Kutipan Bacaan —
↓

Niat Vladimir Putin Sebenarnya Dibalik Krisis Ukraina

CNN | CNN Indonesia
Rabu, 11 Feb 2015 18:44 WIB
Presiden Putin ingin Barat hentikan perluasan NATO ke Timur dan menghormati Rusia sebagai bekas kekuatan Perang Dingin sebagai penyelesaian Ukraina.
Presiden Vladimir Putin menginginkan Ukraina tetap netral dan tidak menjadi anggota NATO di halaman belakangnya. (Reuters/Maxim Zmeyev)
Moskow, CNN Indonesia -- Apakah Presiden Rusia Vladimir Putin sudah gila? Pertanyaan ini benar-benar diperdebatkan di lingkaran yang serius.

Dalam pembicaraan dengan Presiden Barack Obama beberapa bulan lalu, Kanselir Jerman Angela Merkel dilaporkan mengatakan bahwa mitranya dari Rusia itu “hidup di alam berbeda.”

Minggu lalu, satu bocoran laporan yang diminta oleh Departemen Pertahanan AS pada 2008 menympulkan bahwa pemimpin Rusia ini kemungkinan menderita sindroma Asperger, satu jenis penyakit autisme. Laporan ini menyebut penyakit itu kemungkinan menjadi alasan kendali diri Putin yang sangat tinggi.

ADVERTISEMENT

SCROLL TO CONTINUE WITH CONTENT

Seorang juru bciara Pentagon mengatakan tidak ada panduan dari Departemen Pertahanan dalam laporan itu, dan para pakar mengatakan kepada CNN mereka meragukan keandalan klaim Asperger itu.

Dan Kremlin pun mengatakan tuduhan itu sebagai omong kosong.

Akan tetapi, Putin adalah enigma.

Dukungan kuatnya terhadap pemberontak separatis di Ukraina Timur membuat hubungan Rusia dengan Barat mencapai titik terburuk sejak Perang Dingin berakhir.

Bahkan ketika menghadapi sanksi internasional yang mengisolasi Rusia dan menggoyahkan perekonomiannya, para pejabat negara Barat mengatakan senjata dan pasukan terus dikerahkan ke seberang perbatasan, meski Kremin membantah melakukan hal itu.

Jelas, Putin bertekad untuk menang di Ukraina.

Semua pihak tahu arti ini semua dari sisi kesepakatan damai—gencatan senjata yang disepakati akhir September lalu, meski tidak benar-benar berjalan.

↑

Baris Data —

↓

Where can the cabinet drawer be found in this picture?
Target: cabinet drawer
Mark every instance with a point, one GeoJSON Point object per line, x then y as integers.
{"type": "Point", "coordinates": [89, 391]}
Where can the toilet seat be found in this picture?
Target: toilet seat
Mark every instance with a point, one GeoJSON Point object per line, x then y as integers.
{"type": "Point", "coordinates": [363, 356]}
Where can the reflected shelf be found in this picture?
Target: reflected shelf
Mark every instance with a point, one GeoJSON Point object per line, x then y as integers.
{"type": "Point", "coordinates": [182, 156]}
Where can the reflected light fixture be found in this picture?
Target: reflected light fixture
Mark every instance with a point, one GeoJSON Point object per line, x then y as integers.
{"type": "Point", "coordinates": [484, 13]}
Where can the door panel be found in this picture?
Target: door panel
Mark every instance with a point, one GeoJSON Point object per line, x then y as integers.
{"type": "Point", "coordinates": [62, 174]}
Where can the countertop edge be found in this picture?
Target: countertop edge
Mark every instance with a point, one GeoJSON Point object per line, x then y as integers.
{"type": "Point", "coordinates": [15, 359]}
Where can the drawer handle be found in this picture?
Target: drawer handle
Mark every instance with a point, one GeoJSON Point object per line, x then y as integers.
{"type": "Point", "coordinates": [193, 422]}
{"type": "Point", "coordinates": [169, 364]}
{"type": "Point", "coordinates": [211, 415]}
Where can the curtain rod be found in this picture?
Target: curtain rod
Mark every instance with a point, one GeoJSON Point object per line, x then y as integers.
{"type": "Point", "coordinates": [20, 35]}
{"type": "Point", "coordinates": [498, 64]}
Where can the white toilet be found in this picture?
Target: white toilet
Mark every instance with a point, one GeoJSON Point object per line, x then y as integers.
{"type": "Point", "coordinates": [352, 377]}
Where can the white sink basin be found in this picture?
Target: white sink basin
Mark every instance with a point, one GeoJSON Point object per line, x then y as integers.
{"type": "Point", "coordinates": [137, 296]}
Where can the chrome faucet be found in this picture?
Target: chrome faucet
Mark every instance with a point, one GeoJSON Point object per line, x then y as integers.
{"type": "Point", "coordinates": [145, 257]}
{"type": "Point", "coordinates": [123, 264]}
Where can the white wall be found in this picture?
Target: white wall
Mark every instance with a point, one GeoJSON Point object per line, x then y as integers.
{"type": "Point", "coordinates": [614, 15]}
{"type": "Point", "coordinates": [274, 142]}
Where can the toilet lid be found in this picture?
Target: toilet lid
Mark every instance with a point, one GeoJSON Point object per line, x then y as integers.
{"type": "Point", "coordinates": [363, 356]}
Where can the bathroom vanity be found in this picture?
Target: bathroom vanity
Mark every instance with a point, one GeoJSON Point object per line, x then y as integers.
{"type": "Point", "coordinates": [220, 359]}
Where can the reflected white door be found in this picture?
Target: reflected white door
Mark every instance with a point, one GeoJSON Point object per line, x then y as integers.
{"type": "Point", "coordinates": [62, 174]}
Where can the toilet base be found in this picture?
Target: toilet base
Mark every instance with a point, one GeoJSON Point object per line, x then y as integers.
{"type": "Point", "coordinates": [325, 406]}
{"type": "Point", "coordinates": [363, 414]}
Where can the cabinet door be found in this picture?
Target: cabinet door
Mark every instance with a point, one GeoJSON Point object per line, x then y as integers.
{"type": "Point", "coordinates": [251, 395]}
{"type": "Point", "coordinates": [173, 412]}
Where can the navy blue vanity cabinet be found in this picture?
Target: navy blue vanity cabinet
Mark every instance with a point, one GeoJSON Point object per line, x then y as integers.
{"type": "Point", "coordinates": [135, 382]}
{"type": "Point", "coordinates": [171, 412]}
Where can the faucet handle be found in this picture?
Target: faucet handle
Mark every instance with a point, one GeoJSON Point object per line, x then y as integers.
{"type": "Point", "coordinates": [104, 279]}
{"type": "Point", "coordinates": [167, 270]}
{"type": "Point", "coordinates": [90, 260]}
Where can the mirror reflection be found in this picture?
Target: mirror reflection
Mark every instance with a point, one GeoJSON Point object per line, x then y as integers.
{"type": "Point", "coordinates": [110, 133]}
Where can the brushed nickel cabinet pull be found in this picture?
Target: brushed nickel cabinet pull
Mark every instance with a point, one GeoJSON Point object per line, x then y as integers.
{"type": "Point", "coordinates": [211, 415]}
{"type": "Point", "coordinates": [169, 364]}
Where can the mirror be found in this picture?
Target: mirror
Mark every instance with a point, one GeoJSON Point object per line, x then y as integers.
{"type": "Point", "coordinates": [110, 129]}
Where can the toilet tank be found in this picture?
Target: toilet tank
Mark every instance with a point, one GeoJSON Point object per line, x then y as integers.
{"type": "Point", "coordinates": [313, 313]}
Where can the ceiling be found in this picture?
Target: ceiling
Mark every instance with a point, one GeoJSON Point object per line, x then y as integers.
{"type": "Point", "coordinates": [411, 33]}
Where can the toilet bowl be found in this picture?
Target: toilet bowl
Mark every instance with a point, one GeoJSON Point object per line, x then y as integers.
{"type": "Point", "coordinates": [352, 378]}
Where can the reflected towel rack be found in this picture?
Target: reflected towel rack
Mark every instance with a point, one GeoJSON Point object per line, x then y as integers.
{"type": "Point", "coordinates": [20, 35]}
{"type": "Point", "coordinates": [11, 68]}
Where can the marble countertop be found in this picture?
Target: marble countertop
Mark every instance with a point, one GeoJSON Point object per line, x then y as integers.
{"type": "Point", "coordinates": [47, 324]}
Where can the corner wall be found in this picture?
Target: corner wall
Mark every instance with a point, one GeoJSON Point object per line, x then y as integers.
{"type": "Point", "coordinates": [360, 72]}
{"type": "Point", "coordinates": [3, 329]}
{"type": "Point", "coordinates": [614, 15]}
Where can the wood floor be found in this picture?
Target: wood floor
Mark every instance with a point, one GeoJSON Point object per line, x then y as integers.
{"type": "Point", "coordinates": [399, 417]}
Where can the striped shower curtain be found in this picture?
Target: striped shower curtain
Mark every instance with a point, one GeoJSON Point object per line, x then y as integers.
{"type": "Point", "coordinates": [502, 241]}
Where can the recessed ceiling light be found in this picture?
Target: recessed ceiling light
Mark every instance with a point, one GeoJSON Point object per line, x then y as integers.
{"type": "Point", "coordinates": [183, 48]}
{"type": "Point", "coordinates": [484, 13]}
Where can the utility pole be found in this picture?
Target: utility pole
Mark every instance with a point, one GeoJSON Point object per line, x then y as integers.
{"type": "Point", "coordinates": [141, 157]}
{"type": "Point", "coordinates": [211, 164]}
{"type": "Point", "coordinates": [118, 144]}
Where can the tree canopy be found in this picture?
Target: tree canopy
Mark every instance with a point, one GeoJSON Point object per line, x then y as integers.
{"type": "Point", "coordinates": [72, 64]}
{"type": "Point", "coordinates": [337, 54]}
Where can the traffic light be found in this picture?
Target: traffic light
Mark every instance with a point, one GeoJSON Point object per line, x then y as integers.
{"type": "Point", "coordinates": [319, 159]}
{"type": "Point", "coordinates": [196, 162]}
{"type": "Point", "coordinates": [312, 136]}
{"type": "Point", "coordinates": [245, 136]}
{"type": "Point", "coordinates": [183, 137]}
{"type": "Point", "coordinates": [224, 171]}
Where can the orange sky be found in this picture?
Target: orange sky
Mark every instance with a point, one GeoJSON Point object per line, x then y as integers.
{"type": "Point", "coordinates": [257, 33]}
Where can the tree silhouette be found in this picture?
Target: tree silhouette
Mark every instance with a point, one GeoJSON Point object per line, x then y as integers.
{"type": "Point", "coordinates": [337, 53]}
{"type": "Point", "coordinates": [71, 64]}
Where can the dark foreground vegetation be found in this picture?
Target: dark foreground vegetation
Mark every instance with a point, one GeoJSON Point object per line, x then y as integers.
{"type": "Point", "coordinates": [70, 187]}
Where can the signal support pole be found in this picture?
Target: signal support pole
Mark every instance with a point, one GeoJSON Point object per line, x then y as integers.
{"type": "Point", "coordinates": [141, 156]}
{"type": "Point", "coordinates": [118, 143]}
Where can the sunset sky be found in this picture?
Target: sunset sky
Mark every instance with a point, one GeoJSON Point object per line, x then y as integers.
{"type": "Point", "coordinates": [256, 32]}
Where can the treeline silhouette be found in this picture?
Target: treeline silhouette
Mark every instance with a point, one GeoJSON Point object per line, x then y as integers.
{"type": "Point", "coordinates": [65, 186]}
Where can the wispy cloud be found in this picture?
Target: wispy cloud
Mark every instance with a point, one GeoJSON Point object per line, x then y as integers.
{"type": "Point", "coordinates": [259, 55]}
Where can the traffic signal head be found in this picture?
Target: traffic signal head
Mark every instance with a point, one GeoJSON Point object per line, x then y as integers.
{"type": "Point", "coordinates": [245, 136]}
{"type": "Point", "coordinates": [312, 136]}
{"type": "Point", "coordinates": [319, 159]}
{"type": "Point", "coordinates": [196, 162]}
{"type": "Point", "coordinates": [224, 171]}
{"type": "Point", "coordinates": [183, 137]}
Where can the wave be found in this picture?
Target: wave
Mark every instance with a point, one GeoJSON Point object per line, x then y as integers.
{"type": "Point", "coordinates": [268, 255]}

↑

Jawablah tiga pertanyaan berikut berdasarkan artikel tentang Putin dan krisis Ukraina di atas.
1. Kepada siapa Angela Merkel dilaporkan mengatakan bahwa Putin "hidup di alam berbeda"?
2. Apa sebutan Kremlin untuk tuduhan bahwa Putin menderita sindroma Asperger?
3. Bagaimana Putin menginginkan status Ukraina terhadap NATO?

1. Kepada Presiden Barack Obama.
2. Kremlin menyebut tuduhan itu omong kosong.
3. Putin menginginkan Ukraina tetap netral dan tidak menjadi anggota NATO.